TEXT BLOCK |
-- -- --
Ants lead way to speedier computer networks
A problem-solving tactic used by insects looks set to help engineers.
An analysis of how ants quickly find new routes in a changing maze reveals techniques that could be useful to systems engineers.
The research, reported in the Journal of Experimental Biology, shows that Argentine ants (Linepithema humile), do not just retrace their steps when presented with a barrier — as might be expected. Instead, the ants begin a localized search that seems to take into account the direction in which they were planning to go. Because there are many network-management programs that mimic the search behaviour of this ant species, systems engineers are taking notice and wondering what they can learn.
In the wild, ant scouts deposit pheromones along the trails between food and the nest. Nest mates to follow the trail, laying their own pheromones, amplifying the markings along the path. Because the pheromones gradually evaporate, longer trails — on which ants are spread more thinly — carry lower pheromone concentrations than short trails. Since pheromone strength is what draws an ant to follow a specific path, longer trails that have weaker pheromones are abandoned in favour of shorter ones.
Many computerized systems, such as those that route telephone calls through busy networks while minimizing connection times, already solve shortest path problems by deploying virtual ants. These ants explore all possible routes in a system and deposit virtual pheromones on each route they travel.
Yet such systems are not perfect. When virtual ants are blocked from following a well-travelled path, they must turn around and are likely to follow the path that they have just travelled because it usually has the strongest concentration of pheromones of any nearby paths.
"I figured Argentine ants had to have some way of dealing with obstacles that didn't involve starting a search from scratch" says Chris Reid, a behavioural biologist at the University of Sydney in Australia, the lead author of the study.
-- -- --
DATA EXCERPTS |

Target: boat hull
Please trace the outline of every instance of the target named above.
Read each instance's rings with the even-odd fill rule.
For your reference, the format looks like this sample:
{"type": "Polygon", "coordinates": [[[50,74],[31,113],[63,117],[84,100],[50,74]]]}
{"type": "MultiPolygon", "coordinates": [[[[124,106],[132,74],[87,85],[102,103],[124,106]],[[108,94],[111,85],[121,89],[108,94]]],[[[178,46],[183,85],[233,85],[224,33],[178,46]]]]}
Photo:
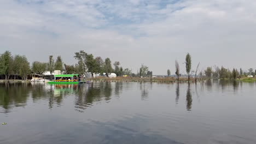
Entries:
{"type": "Polygon", "coordinates": [[[48,81],[49,84],[78,84],[85,83],[85,82],[78,82],[78,81],[48,81]]]}

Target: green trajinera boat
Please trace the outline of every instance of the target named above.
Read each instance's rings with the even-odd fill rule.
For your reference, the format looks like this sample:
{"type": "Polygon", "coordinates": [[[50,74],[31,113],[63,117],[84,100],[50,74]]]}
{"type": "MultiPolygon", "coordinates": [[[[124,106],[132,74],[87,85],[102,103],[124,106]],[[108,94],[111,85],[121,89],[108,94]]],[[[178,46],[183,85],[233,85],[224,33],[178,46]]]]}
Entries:
{"type": "Polygon", "coordinates": [[[81,81],[79,75],[55,75],[54,80],[48,81],[50,84],[77,84],[85,83],[85,81],[81,81]]]}

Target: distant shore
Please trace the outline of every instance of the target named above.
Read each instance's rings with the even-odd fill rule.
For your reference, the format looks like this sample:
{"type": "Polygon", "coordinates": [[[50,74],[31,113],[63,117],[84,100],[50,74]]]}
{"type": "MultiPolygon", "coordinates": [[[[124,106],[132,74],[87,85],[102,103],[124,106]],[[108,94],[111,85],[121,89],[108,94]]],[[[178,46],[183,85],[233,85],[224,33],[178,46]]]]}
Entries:
{"type": "MultiPolygon", "coordinates": [[[[87,78],[85,81],[89,82],[188,82],[188,78],[181,77],[179,80],[174,77],[97,77],[95,78],[87,78]]],[[[190,82],[203,82],[205,79],[190,79],[190,82]]],[[[0,80],[0,82],[31,82],[30,80],[0,80]]]]}

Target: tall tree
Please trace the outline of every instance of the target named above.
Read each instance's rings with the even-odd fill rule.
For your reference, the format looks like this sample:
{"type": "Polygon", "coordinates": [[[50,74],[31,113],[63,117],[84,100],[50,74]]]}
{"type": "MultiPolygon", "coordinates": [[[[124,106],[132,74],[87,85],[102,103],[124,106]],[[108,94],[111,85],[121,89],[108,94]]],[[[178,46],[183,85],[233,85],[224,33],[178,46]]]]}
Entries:
{"type": "Polygon", "coordinates": [[[61,71],[63,70],[63,62],[61,56],[57,57],[54,67],[55,70],[59,70],[61,71]]]}
{"type": "Polygon", "coordinates": [[[249,71],[249,75],[252,75],[253,73],[253,68],[249,68],[248,71],[249,71]]]}
{"type": "Polygon", "coordinates": [[[65,68],[65,73],[66,74],[73,74],[76,72],[75,68],[74,65],[66,65],[65,64],[64,67],[65,68]]]}
{"type": "Polygon", "coordinates": [[[236,80],[237,78],[237,73],[235,68],[234,68],[233,70],[232,71],[232,77],[234,80],[236,80]]]}
{"type": "Polygon", "coordinates": [[[30,63],[27,61],[26,56],[21,57],[21,63],[20,63],[20,68],[19,69],[19,74],[24,80],[27,80],[27,76],[31,74],[30,63]]]}
{"type": "Polygon", "coordinates": [[[170,77],[170,75],[171,75],[171,71],[170,70],[170,69],[167,69],[167,76],[170,77]]]}
{"type": "Polygon", "coordinates": [[[128,68],[126,68],[124,70],[124,74],[127,76],[131,76],[131,70],[129,69],[128,68]]]}
{"type": "Polygon", "coordinates": [[[178,61],[177,60],[175,61],[175,74],[177,75],[177,77],[178,77],[178,81],[179,81],[179,63],[178,63],[178,61]]]}
{"type": "Polygon", "coordinates": [[[49,62],[47,64],[47,69],[51,74],[51,81],[53,80],[53,72],[54,71],[54,60],[53,56],[49,56],[49,62]]]}
{"type": "Polygon", "coordinates": [[[75,52],[74,57],[78,61],[78,64],[76,65],[78,73],[79,74],[84,74],[86,71],[86,59],[88,55],[84,51],[81,50],[79,52],[75,52]]]}
{"type": "Polygon", "coordinates": [[[147,76],[148,71],[148,67],[142,64],[139,68],[139,76],[145,77],[147,76]]]}
{"type": "Polygon", "coordinates": [[[94,77],[94,73],[97,72],[99,65],[97,65],[92,54],[87,55],[85,62],[88,71],[91,72],[91,77],[94,77]]]}
{"type": "Polygon", "coordinates": [[[206,70],[205,70],[205,74],[208,78],[211,78],[212,74],[212,67],[207,67],[206,70]]]}
{"type": "Polygon", "coordinates": [[[11,73],[12,56],[11,53],[6,51],[1,55],[0,61],[0,74],[5,76],[5,81],[9,79],[11,73]]]}
{"type": "Polygon", "coordinates": [[[32,71],[35,74],[42,74],[46,70],[47,63],[40,62],[33,62],[32,71]]]}
{"type": "Polygon", "coordinates": [[[24,57],[20,55],[16,55],[14,57],[13,63],[13,74],[14,75],[14,80],[16,79],[17,75],[19,74],[20,70],[22,68],[21,64],[22,64],[23,59],[24,57]]]}
{"type": "Polygon", "coordinates": [[[97,66],[96,73],[102,75],[103,73],[104,61],[101,57],[95,58],[95,61],[97,66]]]}
{"type": "Polygon", "coordinates": [[[243,70],[242,70],[242,68],[240,68],[240,75],[243,75],[243,70]]]}
{"type": "Polygon", "coordinates": [[[104,71],[107,77],[108,77],[108,75],[113,71],[112,66],[111,65],[111,61],[109,58],[105,59],[105,62],[104,63],[104,71]]]}
{"type": "Polygon", "coordinates": [[[189,81],[189,80],[190,79],[190,70],[191,70],[191,56],[189,54],[189,53],[188,53],[186,56],[186,59],[185,59],[185,64],[186,64],[186,72],[187,74],[188,74],[188,81],[189,81]]]}
{"type": "Polygon", "coordinates": [[[114,63],[114,66],[115,67],[114,73],[117,74],[117,76],[120,76],[120,71],[119,71],[119,62],[115,62],[114,63]]]}

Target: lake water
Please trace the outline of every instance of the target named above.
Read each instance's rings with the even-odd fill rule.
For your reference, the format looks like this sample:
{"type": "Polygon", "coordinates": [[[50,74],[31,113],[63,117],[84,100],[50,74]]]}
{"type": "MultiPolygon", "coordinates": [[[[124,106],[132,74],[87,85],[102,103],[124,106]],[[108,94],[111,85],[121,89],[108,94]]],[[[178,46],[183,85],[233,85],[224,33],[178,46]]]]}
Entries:
{"type": "Polygon", "coordinates": [[[256,143],[256,83],[0,84],[0,143],[256,143]]]}

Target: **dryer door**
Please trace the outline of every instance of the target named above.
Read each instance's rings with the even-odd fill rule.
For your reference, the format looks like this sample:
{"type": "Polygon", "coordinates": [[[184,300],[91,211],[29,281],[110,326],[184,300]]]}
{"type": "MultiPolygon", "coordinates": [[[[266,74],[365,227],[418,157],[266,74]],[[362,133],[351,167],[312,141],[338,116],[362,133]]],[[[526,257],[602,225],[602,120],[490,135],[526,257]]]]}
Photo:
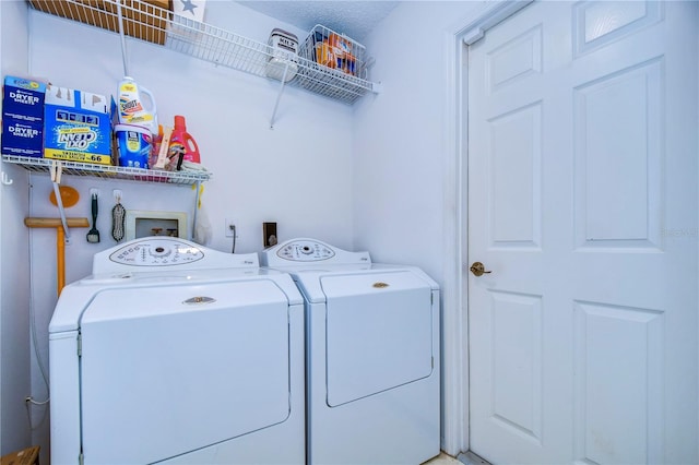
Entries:
{"type": "Polygon", "coordinates": [[[145,464],[283,422],[288,303],[269,281],[99,293],[81,321],[85,464],[145,464]]]}
{"type": "Polygon", "coordinates": [[[429,377],[430,286],[410,271],[321,277],[328,405],[429,377]]]}

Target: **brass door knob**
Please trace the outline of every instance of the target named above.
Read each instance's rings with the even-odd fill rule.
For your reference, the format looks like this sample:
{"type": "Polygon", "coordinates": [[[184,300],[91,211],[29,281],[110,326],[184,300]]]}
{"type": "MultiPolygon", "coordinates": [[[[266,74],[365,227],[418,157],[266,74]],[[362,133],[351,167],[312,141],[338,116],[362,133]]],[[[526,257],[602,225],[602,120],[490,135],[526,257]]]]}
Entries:
{"type": "Polygon", "coordinates": [[[471,265],[471,273],[476,276],[481,276],[484,273],[493,273],[491,271],[486,271],[485,265],[481,262],[473,262],[471,265]]]}

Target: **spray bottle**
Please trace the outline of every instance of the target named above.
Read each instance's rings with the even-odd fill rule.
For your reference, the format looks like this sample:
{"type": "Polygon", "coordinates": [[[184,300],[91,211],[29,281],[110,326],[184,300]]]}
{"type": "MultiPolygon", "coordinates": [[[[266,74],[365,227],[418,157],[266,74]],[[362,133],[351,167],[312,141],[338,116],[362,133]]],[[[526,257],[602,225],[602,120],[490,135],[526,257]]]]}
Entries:
{"type": "Polygon", "coordinates": [[[140,126],[157,135],[157,110],[153,94],[147,88],[139,86],[130,76],[125,76],[119,82],[118,91],[119,123],[140,126]],[[150,108],[143,105],[141,94],[149,97],[150,108]]]}

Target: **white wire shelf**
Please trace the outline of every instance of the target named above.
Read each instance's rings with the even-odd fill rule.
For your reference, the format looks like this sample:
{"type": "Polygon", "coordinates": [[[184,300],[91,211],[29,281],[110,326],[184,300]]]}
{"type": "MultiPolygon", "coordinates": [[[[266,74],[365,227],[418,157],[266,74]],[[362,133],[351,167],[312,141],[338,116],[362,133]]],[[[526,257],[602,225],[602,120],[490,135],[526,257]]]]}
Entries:
{"type": "MultiPolygon", "coordinates": [[[[15,155],[2,155],[2,162],[22,166],[34,172],[49,174],[57,160],[15,155]]],[[[209,171],[161,171],[156,169],[128,168],[123,166],[95,165],[90,163],[60,162],[62,174],[72,176],[92,176],[103,179],[120,179],[141,182],[165,182],[169,184],[192,186],[211,179],[209,171]]]]}
{"type": "Polygon", "coordinates": [[[121,17],[123,33],[128,36],[265,79],[271,79],[268,76],[271,60],[277,67],[280,62],[282,67],[288,63],[289,72],[296,73],[286,85],[303,87],[348,105],[368,93],[378,93],[380,87],[379,84],[152,4],[162,4],[161,0],[121,0],[121,16],[119,0],[28,0],[28,3],[38,11],[112,32],[119,31],[121,17]]]}

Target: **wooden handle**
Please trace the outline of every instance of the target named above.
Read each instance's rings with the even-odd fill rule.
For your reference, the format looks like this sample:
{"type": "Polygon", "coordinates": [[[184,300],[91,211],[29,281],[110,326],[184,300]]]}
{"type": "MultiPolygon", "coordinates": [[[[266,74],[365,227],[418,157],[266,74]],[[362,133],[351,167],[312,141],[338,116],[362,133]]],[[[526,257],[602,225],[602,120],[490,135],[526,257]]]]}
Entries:
{"type": "MultiPolygon", "coordinates": [[[[88,228],[87,218],[66,218],[69,228],[88,228]]],[[[29,228],[62,228],[61,218],[24,218],[24,224],[29,228]]]]}

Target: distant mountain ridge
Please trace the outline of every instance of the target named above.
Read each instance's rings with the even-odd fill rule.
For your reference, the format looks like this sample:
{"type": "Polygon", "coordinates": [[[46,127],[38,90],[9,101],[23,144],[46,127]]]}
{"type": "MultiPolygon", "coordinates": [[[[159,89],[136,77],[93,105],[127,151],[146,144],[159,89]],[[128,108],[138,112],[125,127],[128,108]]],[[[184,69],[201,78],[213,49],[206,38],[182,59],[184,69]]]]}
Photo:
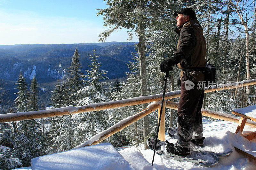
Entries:
{"type": "Polygon", "coordinates": [[[76,47],[80,54],[83,70],[89,69],[89,55],[95,49],[100,55],[101,69],[108,71],[110,78],[123,77],[129,72],[126,64],[132,61],[131,52],[135,52],[136,43],[108,42],[99,43],[32,44],[0,46],[0,76],[15,81],[20,71],[30,78],[36,73],[40,81],[61,79],[67,75],[76,47]],[[36,67],[34,72],[33,69],[36,67]]]}
{"type": "Polygon", "coordinates": [[[96,55],[100,56],[99,61],[101,63],[100,69],[108,71],[106,75],[113,79],[124,77],[125,72],[130,71],[126,64],[129,61],[134,61],[131,52],[135,52],[136,43],[114,42],[1,45],[0,81],[4,82],[11,99],[13,101],[16,97],[13,94],[17,91],[14,89],[17,87],[14,84],[20,71],[24,74],[28,84],[35,74],[39,89],[44,89],[40,90],[39,97],[48,100],[44,102],[49,103],[51,92],[55,88],[57,80],[62,81],[67,77],[68,67],[70,66],[76,47],[80,55],[83,71],[89,69],[88,65],[91,61],[89,55],[93,54],[94,48],[96,55]]]}

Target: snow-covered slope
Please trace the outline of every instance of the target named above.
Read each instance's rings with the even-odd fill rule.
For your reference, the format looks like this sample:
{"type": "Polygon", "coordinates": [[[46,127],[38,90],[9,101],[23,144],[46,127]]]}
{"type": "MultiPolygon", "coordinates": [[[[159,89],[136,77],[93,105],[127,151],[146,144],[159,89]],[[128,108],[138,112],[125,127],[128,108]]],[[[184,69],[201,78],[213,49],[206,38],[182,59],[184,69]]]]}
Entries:
{"type": "MultiPolygon", "coordinates": [[[[232,146],[254,155],[256,157],[256,143],[249,141],[238,134],[235,134],[237,124],[227,121],[218,120],[209,121],[205,118],[203,119],[204,136],[206,137],[204,140],[205,144],[207,143],[216,144],[216,145],[206,147],[205,149],[213,152],[224,151],[231,147],[233,151],[231,154],[226,158],[220,157],[219,163],[216,165],[207,168],[212,170],[255,170],[256,161],[248,158],[237,152],[232,146]]],[[[256,128],[245,125],[243,131],[245,133],[256,131],[256,128]]],[[[244,132],[243,132],[244,133],[244,132]]],[[[167,133],[165,134],[165,139],[175,142],[175,139],[171,139],[167,133]],[[173,140],[174,140],[173,141],[173,140]]],[[[252,141],[256,142],[256,139],[252,141]]],[[[196,147],[196,146],[195,146],[196,147]]],[[[143,145],[139,149],[143,148],[143,145]]],[[[200,147],[198,148],[199,148],[200,147]]],[[[119,152],[137,151],[134,146],[118,148],[119,152]]],[[[151,163],[153,157],[153,152],[150,149],[141,150],[140,152],[145,158],[151,163]]],[[[122,154],[122,153],[121,153],[122,154]]],[[[204,169],[204,167],[198,165],[191,162],[180,162],[173,159],[168,159],[164,156],[155,155],[154,167],[159,170],[176,169],[204,169]]]]}
{"type": "MultiPolygon", "coordinates": [[[[237,124],[221,120],[212,121],[204,118],[203,124],[204,135],[206,137],[206,139],[204,141],[205,145],[210,145],[209,146],[205,147],[205,149],[218,152],[224,151],[226,150],[231,148],[233,151],[231,154],[226,158],[220,157],[219,162],[217,165],[212,167],[207,168],[207,169],[255,169],[256,161],[249,159],[237,152],[233,147],[233,146],[235,146],[256,157],[256,143],[255,143],[256,142],[256,139],[254,139],[252,141],[249,141],[239,134],[235,134],[237,124]]],[[[245,125],[243,132],[245,133],[255,131],[256,128],[245,125]]],[[[165,139],[168,140],[175,140],[170,139],[167,133],[166,133],[165,139]]],[[[196,147],[194,145],[193,147],[196,147]]],[[[154,167],[152,167],[150,166],[150,164],[152,161],[153,152],[150,149],[143,150],[142,149],[143,148],[143,145],[140,145],[139,147],[139,152],[142,154],[145,159],[143,158],[141,154],[138,152],[138,149],[135,146],[120,147],[117,149],[121,155],[132,166],[132,168],[128,166],[125,167],[124,166],[114,166],[115,164],[112,163],[113,160],[110,159],[109,160],[105,159],[104,160],[105,163],[109,165],[109,166],[104,166],[102,168],[103,169],[100,169],[126,170],[132,169],[133,168],[135,169],[156,169],[161,170],[206,169],[204,167],[191,162],[182,162],[173,159],[170,159],[164,156],[160,156],[157,154],[155,155],[154,167]],[[139,163],[140,164],[140,166],[138,166],[139,163]]],[[[198,147],[197,149],[200,149],[200,148],[198,147]]],[[[75,150],[73,151],[74,152],[75,150]]],[[[99,152],[99,153],[100,153],[100,151],[99,152]]],[[[74,154],[74,155],[75,155],[76,154],[74,154]]],[[[107,155],[104,156],[106,157],[106,158],[108,157],[107,155]]],[[[102,158],[102,157],[94,157],[93,161],[96,162],[102,158]]],[[[86,160],[84,159],[83,161],[86,161],[86,160]]],[[[55,160],[55,163],[57,163],[58,160],[55,160]]],[[[81,164],[81,165],[82,166],[82,165],[81,164]]],[[[97,165],[95,165],[96,166],[97,165]]],[[[20,169],[28,170],[31,169],[31,167],[22,168],[20,169]]]]}

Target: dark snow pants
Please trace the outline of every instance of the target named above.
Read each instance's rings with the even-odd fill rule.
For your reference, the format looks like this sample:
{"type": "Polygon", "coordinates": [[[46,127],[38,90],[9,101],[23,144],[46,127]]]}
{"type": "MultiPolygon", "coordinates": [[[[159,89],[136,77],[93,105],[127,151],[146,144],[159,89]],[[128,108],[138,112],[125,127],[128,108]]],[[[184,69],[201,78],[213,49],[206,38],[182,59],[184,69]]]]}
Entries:
{"type": "Polygon", "coordinates": [[[178,110],[177,143],[182,147],[189,148],[192,138],[197,139],[203,137],[201,109],[204,90],[202,87],[197,89],[196,82],[187,81],[194,83],[195,86],[192,88],[188,85],[188,81],[181,81],[180,99],[178,110]]]}

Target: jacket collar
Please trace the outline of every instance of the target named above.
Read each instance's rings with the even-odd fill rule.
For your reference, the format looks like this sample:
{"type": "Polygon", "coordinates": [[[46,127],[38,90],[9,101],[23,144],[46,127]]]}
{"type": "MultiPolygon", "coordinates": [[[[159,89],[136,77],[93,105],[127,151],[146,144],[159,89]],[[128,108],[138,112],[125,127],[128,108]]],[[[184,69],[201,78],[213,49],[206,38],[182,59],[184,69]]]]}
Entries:
{"type": "Polygon", "coordinates": [[[202,32],[203,29],[202,29],[201,25],[199,24],[199,22],[197,19],[192,19],[191,20],[190,20],[188,21],[187,21],[186,22],[185,22],[182,25],[175,29],[174,30],[174,31],[176,32],[176,33],[177,33],[177,34],[178,34],[178,35],[179,36],[180,35],[180,32],[181,31],[181,30],[183,27],[188,26],[195,26],[194,25],[195,24],[196,24],[196,26],[197,26],[196,27],[198,27],[196,28],[198,28],[198,29],[197,29],[199,30],[198,31],[200,30],[200,32],[201,32],[201,33],[203,33],[201,32],[202,32]],[[201,31],[201,30],[202,31],[201,31]]]}

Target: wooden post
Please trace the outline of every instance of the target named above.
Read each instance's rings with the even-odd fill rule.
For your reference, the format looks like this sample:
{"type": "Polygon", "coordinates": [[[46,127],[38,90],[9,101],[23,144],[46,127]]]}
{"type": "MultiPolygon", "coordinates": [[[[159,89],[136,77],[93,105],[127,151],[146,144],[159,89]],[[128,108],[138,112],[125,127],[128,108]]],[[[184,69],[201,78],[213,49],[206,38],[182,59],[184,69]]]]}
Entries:
{"type": "Polygon", "coordinates": [[[235,148],[235,149],[236,150],[236,151],[237,152],[239,152],[239,153],[243,154],[244,155],[249,157],[249,158],[252,158],[252,159],[253,159],[255,160],[256,160],[256,157],[252,155],[251,154],[249,154],[248,153],[244,151],[240,150],[236,147],[234,146],[234,147],[235,148]]]}
{"type": "Polygon", "coordinates": [[[244,138],[248,139],[248,140],[251,140],[256,138],[256,131],[251,133],[249,135],[244,136],[244,138]]]}
{"type": "Polygon", "coordinates": [[[244,125],[245,125],[246,120],[247,120],[247,119],[241,117],[240,121],[239,121],[239,123],[238,124],[237,128],[236,128],[236,133],[237,133],[239,131],[240,131],[242,134],[244,128],[244,125]]]}
{"type": "MultiPolygon", "coordinates": [[[[174,102],[166,100],[166,107],[175,110],[178,110],[179,102],[174,102]]],[[[236,117],[231,115],[228,114],[227,115],[228,116],[226,116],[225,115],[227,115],[227,114],[224,113],[217,112],[206,110],[202,111],[202,113],[203,116],[235,123],[239,123],[240,120],[240,118],[236,117]]],[[[256,122],[251,120],[248,120],[245,123],[245,125],[256,127],[256,122]]]]}
{"type": "Polygon", "coordinates": [[[108,129],[94,136],[85,143],[75,147],[73,149],[79,148],[98,144],[104,139],[105,139],[138,120],[153,112],[160,107],[160,105],[158,104],[148,106],[147,108],[132,116],[128,117],[126,119],[120,121],[119,122],[111,126],[108,129]]]}
{"type": "MultiPolygon", "coordinates": [[[[158,120],[159,121],[160,116],[160,108],[158,109],[158,120]]],[[[159,133],[158,135],[158,139],[165,141],[165,103],[164,102],[163,106],[163,112],[161,117],[161,122],[159,128],[159,133]]]]}

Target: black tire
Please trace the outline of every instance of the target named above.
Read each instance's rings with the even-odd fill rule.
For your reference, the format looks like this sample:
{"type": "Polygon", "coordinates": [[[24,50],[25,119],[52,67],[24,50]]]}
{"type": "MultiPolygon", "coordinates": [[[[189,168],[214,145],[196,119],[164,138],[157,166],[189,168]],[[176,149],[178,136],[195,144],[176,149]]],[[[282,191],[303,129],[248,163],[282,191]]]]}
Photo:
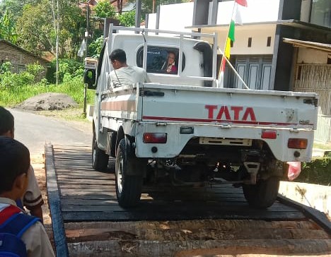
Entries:
{"type": "Polygon", "coordinates": [[[98,172],[107,171],[109,155],[98,147],[95,133],[93,133],[92,141],[92,167],[98,172]]]}
{"type": "MultiPolygon", "coordinates": [[[[136,206],[141,195],[142,175],[129,175],[129,169],[139,168],[137,157],[129,153],[125,139],[122,139],[117,147],[115,163],[116,195],[120,206],[136,206]]],[[[132,172],[130,172],[132,174],[132,172]]]]}
{"type": "Polygon", "coordinates": [[[271,177],[256,185],[243,185],[243,192],[250,206],[264,209],[272,205],[278,196],[279,178],[271,177]]]}

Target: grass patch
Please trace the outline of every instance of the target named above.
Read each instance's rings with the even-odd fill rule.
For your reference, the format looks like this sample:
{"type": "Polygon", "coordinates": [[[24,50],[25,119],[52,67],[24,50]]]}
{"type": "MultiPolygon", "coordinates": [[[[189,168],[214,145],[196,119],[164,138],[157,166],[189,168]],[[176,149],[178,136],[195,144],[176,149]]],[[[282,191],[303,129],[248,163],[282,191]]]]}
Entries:
{"type": "Polygon", "coordinates": [[[331,157],[325,157],[301,164],[302,171],[296,182],[331,185],[331,157]]]}
{"type": "Polygon", "coordinates": [[[90,123],[83,113],[83,107],[79,108],[68,108],[62,110],[52,111],[36,111],[36,114],[49,116],[64,119],[68,121],[84,121],[90,123]]]}
{"type": "MultiPolygon", "coordinates": [[[[74,78],[58,85],[44,83],[25,85],[16,87],[0,88],[0,105],[10,107],[23,102],[28,98],[44,92],[59,92],[71,96],[79,105],[83,107],[84,84],[81,78],[74,78]]],[[[94,90],[87,90],[87,102],[94,100],[94,90]]]]}

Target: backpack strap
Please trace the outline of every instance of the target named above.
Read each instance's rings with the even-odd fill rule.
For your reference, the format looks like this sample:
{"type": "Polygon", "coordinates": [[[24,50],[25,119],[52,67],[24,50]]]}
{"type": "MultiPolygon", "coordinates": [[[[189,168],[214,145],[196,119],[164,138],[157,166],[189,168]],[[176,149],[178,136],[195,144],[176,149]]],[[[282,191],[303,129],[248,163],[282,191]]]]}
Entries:
{"type": "Polygon", "coordinates": [[[0,232],[13,234],[19,238],[30,227],[40,221],[37,217],[21,213],[21,210],[13,205],[10,205],[1,211],[1,219],[3,213],[7,217],[7,220],[2,224],[0,223],[0,232]],[[14,208],[12,206],[18,210],[18,213],[17,210],[13,210],[14,208]],[[11,215],[9,215],[10,213],[11,215]]]}
{"type": "Polygon", "coordinates": [[[10,221],[11,217],[14,214],[20,213],[22,210],[20,210],[17,206],[15,205],[8,205],[3,210],[1,210],[0,215],[0,227],[10,221]]]}

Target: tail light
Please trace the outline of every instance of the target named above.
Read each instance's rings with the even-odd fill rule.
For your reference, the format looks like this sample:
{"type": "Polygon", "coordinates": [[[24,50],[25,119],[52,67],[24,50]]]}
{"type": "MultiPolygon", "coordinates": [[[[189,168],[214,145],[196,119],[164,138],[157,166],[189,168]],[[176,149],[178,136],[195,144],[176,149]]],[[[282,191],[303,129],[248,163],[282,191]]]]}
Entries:
{"type": "Polygon", "coordinates": [[[306,138],[289,138],[287,147],[294,149],[307,148],[308,140],[306,138]]]}
{"type": "Polygon", "coordinates": [[[145,143],[167,143],[166,133],[144,133],[143,142],[145,143]]]}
-- -- --
EXPLORE THE MATERIAL |
1. In the article on ants and computer networks, in which journal was the research reported?
2. According to the article on ants and computer networks, why do ants abandon longer trails in favor of shorter ones? Answer in one to three sentences.
3. Continue the article on ants and computer networks, picking up right after Chris Reid's quoted remark.

OUTPUTS FOR THE TASKS |
1. The Journal of Experimental Biology.

2. Pheromones gradually evaporate, so longer trails, where ants are spread more thinly, carry lower pheromone concentrations than short trails. Since pheromone strength is what draws an ant to follow a path, the longer trails with weaker pheromones are abandoned for shorter ones.

3.
To put the insects to the test, Reid and his colleagues presented them with a logic puzzle known as the Towers of Hanoi. The human version of the puzzle comprises three rods with a number of differently sized rings. The rings have to be stacked so that the smallest is on top and the largest on the bottom, without ever lifting more than one ring at a time or ever placing a larger ring on top of a smaller one.
Reid converted the various possibilities and dead ends presented by the Towers of Hanoi into a maze containing 32,768 possible paths leading from one end to the other. Like the Towers of Hanoi, which can be solved in many very time-consuming ways, the maze presented many long options, but like the Towers, it had two paths that were shorter than all of the others.
Blocking the path
The researchers worked with 12 colonies of Argentine ants and gave each an hour to find the food at the other end of the maze. By the end of the hour, about 83% of the colonies used at least one of the shortest paths. Then barriers were placed on the shortest paths and a new route was opened. By the end of another hour, almost 86% of the other colonies had established trails along the new shortest route.
"The discovery that these ants can solve the Towers or Hanoi is far from trivial," says Simon Robson, a biologist at James Cook University in Townsville, Australia.
Many ant species have pheromones for different situations. For those species to work their way around an altered maze would not come as a surprise. However, "Argentine ants were widely thought to have only one pheromone and not be capable of doing something like this", says Reid. Instead of following their pheromone trails back to their nests, the ants searched the local area around the blocked path.
"When I heard that these ants started exploring nearby routes rather than turning around, I just thought, this is dead cool," says David Broomhead, director of the Centre for Interdisciplinary Computational and Dynamical Analysis at the University of Manchester, UK.
The discovery indicates that Argentine ants use more than just the simple trail pheromone to find their way. "The individual ants appear to have internal compasses and odometers that allow them to guide their search," says Reid. Broomhead adds that "it would be really interesting to see if we can get a computer to do what these ants are doing".
Although practical application is still a way off, Reid's intention is to give virtual ants compasses and odometers to better work their way through networks when blockages form.